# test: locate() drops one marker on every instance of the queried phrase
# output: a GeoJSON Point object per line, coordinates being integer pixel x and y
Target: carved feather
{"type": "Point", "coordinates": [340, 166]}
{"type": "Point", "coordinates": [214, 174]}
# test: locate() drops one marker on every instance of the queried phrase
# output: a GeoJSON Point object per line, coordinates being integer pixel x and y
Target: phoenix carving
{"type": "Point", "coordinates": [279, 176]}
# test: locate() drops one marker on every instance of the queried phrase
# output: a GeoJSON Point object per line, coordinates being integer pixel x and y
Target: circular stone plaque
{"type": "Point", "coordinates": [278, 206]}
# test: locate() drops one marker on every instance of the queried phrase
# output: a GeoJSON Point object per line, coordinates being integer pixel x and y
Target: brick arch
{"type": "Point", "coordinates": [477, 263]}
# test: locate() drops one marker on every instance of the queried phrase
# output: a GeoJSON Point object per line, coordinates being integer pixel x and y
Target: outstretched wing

_____

__Task item__:
The line containing "Target: phoenix carving" and all lines after it, through the last line of the data, should be retyped exactly.

__Output for this exercise__:
Target: phoenix carving
{"type": "Point", "coordinates": [279, 176]}
# test: locate() drops one marker on every instance of the queried phrase
# output: a GeoJSON Point object per line, coordinates being integer pixel x and y
Target: circular stone plaque
{"type": "Point", "coordinates": [278, 206]}
# test: locate() drops one marker on every instance of the queried phrase
# output: a GeoJSON Point object per line, coordinates being integer pixel x and y
Target: brick arch
{"type": "Point", "coordinates": [477, 263]}
# test: locate() drops one marker on every instance of the queried phrase
# output: a GeoJSON Point object per line, coordinates being integer pixel x and y
Target: outstretched wing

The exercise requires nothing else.